**Work item**
Show every line of the data that includes the word "below".

== Segment start ==

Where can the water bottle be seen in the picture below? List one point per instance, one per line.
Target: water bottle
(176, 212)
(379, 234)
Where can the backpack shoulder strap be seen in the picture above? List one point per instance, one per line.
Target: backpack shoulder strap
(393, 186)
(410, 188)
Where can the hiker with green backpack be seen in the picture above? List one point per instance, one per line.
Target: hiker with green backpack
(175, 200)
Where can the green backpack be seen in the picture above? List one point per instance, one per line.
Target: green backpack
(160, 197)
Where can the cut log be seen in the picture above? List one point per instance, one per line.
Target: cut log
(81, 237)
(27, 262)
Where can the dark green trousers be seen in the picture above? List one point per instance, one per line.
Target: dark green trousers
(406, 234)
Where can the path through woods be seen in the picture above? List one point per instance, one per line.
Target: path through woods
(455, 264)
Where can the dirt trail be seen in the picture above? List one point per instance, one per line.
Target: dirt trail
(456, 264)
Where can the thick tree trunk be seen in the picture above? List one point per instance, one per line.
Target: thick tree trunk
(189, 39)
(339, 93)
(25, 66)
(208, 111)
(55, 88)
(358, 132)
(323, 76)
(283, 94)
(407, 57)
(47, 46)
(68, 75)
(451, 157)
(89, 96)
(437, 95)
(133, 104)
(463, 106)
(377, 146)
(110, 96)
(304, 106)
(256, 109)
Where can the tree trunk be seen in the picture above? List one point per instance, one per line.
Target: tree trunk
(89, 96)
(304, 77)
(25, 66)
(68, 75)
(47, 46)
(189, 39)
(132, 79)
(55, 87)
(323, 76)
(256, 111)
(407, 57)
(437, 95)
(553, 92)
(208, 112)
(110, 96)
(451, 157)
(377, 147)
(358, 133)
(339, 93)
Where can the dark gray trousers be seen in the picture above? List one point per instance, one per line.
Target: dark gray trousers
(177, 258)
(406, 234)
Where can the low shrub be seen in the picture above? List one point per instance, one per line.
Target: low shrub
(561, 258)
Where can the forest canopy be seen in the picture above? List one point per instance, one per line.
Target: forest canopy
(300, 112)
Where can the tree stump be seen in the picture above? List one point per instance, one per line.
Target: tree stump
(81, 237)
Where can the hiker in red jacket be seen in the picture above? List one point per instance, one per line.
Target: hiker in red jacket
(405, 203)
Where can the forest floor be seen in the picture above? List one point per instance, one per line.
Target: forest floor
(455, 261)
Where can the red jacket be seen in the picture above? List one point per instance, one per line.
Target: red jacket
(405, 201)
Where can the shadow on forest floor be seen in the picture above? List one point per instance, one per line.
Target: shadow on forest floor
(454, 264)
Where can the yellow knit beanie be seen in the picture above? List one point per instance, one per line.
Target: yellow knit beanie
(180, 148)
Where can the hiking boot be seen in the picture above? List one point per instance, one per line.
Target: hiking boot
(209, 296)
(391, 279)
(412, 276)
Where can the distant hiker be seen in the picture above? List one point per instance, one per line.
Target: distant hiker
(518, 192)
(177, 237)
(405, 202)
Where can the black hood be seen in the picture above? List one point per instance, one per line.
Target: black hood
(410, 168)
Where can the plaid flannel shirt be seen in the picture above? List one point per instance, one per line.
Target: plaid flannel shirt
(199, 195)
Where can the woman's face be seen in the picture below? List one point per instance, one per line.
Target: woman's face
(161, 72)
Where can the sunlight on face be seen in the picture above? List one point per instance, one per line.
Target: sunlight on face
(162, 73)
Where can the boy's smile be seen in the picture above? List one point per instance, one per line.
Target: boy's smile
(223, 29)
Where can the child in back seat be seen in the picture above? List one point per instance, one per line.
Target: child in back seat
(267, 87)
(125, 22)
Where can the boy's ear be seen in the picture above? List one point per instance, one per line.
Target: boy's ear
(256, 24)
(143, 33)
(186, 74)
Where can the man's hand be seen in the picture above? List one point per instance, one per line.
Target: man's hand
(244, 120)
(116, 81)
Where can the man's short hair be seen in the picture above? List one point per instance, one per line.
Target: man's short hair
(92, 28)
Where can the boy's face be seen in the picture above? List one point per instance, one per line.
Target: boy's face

== Segment end ==

**Answer box**
Where can the water bottle be seen in the picture below? List one point per instance, one per line.
Where can the woman's face be seen in the picture below? List one point per instance, one per line.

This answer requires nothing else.